SET EXERCISE:
Rewrite the lines starting at the one that contains "of the pedestrian" and ending at the one that contains "Category: monument statue", with "walking" changed to "strolling" and nothing else altered.

(Items from a data source)
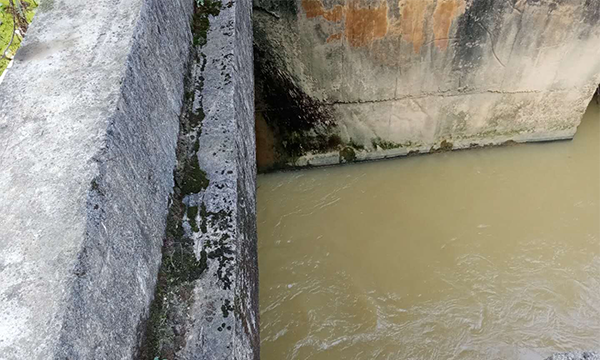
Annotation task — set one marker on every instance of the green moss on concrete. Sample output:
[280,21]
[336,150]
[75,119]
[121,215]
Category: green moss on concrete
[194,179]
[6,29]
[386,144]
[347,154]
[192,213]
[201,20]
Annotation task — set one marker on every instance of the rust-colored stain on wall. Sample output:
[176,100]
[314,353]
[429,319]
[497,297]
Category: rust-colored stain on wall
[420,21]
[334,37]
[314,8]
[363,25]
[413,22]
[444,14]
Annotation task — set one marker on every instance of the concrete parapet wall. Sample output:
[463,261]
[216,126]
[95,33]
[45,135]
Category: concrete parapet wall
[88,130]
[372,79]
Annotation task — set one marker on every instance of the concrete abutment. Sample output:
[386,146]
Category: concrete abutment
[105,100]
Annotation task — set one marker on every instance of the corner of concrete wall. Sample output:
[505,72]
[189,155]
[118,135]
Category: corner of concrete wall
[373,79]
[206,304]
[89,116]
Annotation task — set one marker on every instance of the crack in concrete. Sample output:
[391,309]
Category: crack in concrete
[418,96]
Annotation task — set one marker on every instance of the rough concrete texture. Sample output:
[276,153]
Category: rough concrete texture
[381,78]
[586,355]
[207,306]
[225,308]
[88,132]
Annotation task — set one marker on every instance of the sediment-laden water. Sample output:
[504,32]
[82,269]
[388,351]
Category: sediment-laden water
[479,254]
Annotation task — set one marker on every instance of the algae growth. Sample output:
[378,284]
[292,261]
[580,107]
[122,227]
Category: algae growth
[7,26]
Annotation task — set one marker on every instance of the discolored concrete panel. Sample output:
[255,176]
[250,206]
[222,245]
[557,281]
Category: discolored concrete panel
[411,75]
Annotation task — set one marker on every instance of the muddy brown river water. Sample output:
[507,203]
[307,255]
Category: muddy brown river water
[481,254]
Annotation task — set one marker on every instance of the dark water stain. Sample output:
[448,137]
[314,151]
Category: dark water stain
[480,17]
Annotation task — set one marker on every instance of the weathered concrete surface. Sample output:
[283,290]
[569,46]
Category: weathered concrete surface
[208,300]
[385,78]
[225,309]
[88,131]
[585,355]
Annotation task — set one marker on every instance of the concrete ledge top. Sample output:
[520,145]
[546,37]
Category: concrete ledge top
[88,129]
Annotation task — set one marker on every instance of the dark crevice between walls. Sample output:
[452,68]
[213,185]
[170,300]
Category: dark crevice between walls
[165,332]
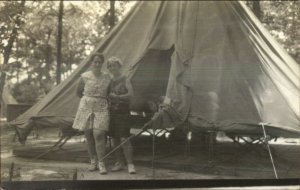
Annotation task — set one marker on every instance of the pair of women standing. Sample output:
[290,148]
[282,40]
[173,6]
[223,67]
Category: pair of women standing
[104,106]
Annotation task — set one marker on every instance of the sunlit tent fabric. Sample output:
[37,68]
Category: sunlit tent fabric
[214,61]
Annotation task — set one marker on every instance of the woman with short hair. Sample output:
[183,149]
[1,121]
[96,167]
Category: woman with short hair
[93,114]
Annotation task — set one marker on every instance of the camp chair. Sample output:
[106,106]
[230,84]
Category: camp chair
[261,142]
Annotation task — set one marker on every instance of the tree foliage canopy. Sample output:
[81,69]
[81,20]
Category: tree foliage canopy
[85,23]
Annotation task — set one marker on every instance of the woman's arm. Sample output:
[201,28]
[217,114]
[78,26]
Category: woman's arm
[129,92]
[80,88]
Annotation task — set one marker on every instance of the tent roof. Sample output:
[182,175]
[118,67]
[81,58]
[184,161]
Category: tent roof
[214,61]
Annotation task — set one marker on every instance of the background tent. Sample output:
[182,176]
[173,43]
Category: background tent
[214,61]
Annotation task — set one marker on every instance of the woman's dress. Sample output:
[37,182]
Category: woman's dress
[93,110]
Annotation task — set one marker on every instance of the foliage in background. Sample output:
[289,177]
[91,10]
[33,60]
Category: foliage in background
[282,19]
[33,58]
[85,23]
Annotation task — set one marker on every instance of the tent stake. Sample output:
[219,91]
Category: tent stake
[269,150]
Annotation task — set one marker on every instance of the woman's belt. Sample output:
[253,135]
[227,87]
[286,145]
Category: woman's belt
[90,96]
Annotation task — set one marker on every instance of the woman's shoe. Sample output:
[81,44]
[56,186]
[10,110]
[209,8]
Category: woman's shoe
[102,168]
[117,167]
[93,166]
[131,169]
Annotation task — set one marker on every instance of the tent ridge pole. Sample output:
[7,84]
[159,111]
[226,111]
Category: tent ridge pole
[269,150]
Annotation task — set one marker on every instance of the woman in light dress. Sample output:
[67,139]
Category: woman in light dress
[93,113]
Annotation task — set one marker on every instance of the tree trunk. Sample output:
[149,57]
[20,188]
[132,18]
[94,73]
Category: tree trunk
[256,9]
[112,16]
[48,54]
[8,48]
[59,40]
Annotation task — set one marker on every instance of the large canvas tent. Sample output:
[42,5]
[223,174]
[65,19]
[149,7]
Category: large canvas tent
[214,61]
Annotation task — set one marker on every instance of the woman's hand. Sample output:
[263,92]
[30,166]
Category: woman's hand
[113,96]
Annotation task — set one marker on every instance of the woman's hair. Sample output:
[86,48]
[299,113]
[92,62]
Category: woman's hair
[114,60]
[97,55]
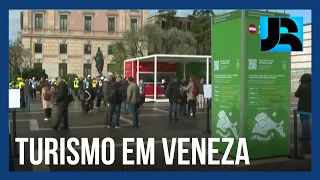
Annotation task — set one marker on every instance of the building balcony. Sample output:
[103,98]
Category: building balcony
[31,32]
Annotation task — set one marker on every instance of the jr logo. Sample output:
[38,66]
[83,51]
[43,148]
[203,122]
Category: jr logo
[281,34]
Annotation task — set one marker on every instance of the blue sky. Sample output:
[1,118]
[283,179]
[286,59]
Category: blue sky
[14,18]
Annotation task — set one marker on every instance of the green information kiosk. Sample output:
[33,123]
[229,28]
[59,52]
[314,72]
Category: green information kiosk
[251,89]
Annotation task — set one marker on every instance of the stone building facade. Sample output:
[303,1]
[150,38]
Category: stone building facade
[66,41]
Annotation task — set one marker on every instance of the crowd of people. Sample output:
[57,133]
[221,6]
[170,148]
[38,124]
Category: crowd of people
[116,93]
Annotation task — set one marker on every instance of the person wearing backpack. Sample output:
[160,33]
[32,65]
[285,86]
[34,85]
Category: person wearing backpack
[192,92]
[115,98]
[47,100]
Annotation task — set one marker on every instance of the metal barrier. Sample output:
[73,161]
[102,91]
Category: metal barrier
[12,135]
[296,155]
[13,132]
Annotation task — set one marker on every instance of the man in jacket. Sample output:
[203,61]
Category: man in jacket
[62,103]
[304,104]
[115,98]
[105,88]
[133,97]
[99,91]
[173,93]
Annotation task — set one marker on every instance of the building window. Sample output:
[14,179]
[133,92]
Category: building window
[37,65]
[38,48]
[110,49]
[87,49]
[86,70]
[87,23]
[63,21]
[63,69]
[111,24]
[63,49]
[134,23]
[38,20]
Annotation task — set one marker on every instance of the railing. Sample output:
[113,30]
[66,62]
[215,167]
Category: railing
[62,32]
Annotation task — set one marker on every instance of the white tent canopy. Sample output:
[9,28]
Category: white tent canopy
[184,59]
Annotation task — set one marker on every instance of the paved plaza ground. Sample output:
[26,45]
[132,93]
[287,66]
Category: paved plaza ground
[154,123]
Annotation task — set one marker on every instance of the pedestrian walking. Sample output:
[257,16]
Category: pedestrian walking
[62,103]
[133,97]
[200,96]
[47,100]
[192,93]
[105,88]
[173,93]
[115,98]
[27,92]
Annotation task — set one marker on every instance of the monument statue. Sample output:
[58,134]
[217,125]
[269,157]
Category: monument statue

==

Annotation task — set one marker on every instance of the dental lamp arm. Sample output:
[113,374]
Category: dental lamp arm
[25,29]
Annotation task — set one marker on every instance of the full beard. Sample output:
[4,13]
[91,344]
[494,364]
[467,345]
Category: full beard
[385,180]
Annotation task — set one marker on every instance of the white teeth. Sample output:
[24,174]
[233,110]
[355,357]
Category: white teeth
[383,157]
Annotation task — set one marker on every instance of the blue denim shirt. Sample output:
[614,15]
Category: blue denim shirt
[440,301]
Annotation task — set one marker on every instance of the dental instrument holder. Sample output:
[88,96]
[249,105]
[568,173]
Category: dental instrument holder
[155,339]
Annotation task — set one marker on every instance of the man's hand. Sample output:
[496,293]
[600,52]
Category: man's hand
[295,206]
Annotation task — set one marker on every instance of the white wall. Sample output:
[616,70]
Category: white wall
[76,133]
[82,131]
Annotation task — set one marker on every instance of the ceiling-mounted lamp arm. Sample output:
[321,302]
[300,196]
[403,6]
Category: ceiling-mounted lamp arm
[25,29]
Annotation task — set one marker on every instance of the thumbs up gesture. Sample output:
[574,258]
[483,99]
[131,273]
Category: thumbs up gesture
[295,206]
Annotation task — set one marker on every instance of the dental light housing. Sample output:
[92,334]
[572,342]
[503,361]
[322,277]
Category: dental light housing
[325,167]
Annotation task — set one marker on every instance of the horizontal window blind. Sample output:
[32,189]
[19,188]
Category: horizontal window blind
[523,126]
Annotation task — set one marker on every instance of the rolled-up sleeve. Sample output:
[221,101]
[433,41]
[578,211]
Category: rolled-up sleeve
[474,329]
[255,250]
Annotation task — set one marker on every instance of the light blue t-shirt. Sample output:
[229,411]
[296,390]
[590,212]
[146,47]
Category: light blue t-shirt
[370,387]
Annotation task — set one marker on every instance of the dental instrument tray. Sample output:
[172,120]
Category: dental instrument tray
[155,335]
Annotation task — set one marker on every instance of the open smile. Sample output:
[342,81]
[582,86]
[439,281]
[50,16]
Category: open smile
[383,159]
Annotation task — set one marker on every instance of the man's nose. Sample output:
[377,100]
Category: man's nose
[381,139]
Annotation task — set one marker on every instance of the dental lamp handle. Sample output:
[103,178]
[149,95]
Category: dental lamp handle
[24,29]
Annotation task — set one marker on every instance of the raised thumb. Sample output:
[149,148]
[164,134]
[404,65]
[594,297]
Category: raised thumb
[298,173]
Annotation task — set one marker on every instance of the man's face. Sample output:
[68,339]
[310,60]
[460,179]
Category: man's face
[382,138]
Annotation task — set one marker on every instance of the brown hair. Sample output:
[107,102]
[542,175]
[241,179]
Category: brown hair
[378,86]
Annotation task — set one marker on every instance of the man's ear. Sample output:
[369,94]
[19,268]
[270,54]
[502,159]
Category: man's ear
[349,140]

EXPECTED OUTPUT:
Annotation task — set one marker on every instance of the pedestrian strolling. Sample output:
[257,16]
Category: pedestrian strolling
[62,103]
[133,97]
[200,96]
[47,100]
[192,93]
[105,88]
[173,93]
[115,98]
[27,92]
Annotation task — set one marker on every instance of the monument statue. Sample output:
[58,134]
[217,125]
[269,157]
Category: monument statue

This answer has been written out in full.